The following is the list of railways in Croatia as defined by the Government of Croatia in 2014. The classification groups the railways into three groups — the railways of international, regional and local significance.

Classification of railways significance 
Railways for international traffic are:

 main (corridor) lines, which are located on international railway corridors and their branches (corridors RH1, RH2 and RH3)

 other lines for international traffic, which within railway hubs and outside them functionally connect the main (corridor) lines or which international sea and river ports and terminals connect with the main (corridor) lines

Railways for regional traffic are lines that in terms of long-distance transport connect:

 railway transport regions in the Republic of Croatia

 railway transport regions in the Republic of Croatia with railways for international traffic

 railway transport regions of neighboring countries with railway transport regions in the Republic of Croatia or with railway lines for international traffic in the Republic of Croatia

Railways for local traffic are:

 railways which connect ports and terminals of non-international importance, as well as industrial zones and economic operators with railways of importance for regional traffic

 railways which, within a particular railway transport region, in terms of local traffic, interconnect certain areas or administrative-economic centers, or connect them to railways for international traffic or to railways for regional traffic

 railways in the function of urban and suburban railways, if at the same time they are not railways for international traffic or railways for regional traffic

 railways which, in terms of local traffic, connect certain local areas in the Republic of Croatia with local areas of neighboring countries

 railways for local connection within railway hubs

Railways of international significance

Railways of regional significance

Railways of local significance

Notes

References

!

- [Problems to work on]:
(1) In the passage on Croatian railways, rewrite the paragraph beginning "The following is the list of railways in Croatia" as one shorter sentence that keeps its main facts.
(2) Please say whether each statement agrees with the passage on Croatian railways, answering yes or no and quoting the words that decide it: (a) main (corridor) lines lie on international railway corridors RH1, RH2 and RH3 or their branches; (b) urban and suburban railways count as railways for local traffic even when they are also railways for regional traffic; (c) railways that connect ports of non-international importance with railways of importance for regional traffic are railways for local traffic.

- [Supplied material]:
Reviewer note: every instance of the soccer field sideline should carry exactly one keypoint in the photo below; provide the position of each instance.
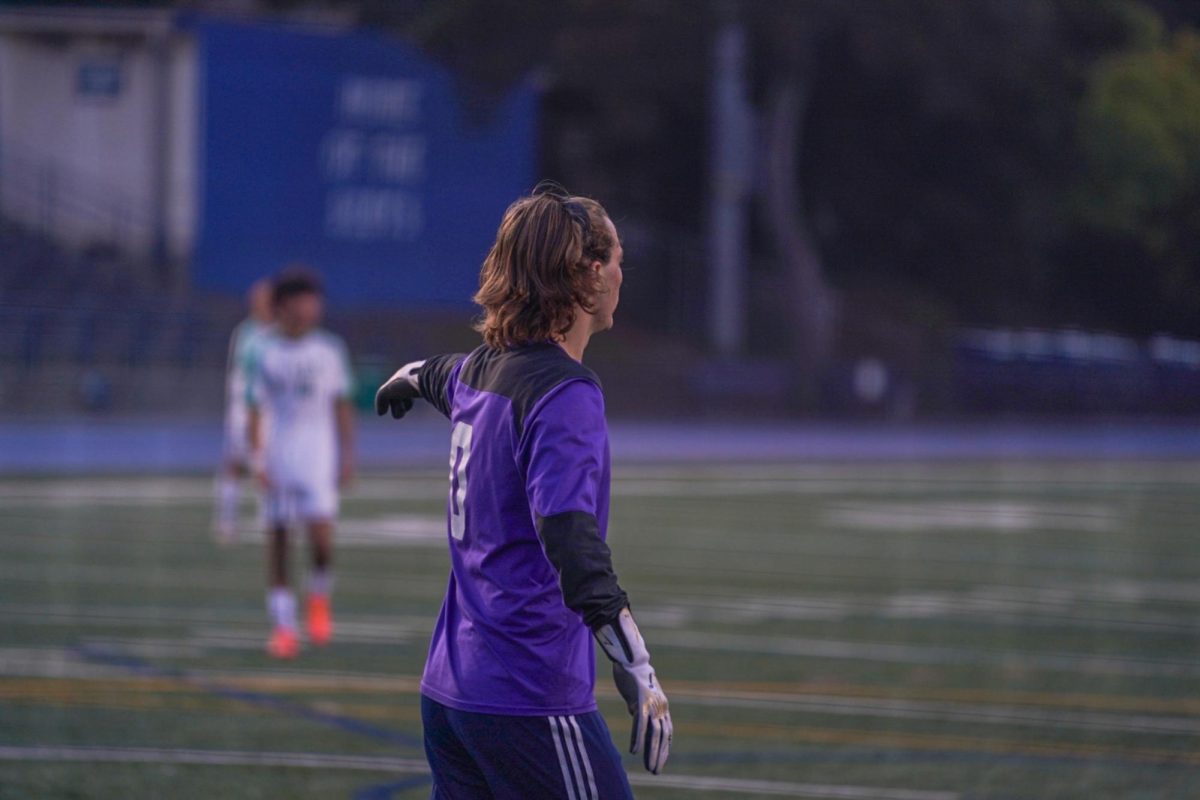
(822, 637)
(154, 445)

- [Results for each task]:
(1) In 2014 the Government of Croatia classified the country's railways into three groups: those of international, regional and local significance.

(2)
(a) Yes: "main (corridor) lines, which are located on international railway corridors and their branches (corridors RH1, RH2 and RH3)"
(b) No: "railways in the function of urban and suburban railways, if at the same time they are not railways for international traffic or railways for regional traffic"
(c) Yes: "railways which connect ports and terminals of non-international importance, as well as industrial zones and economic operators with railways of importance for regional traffic"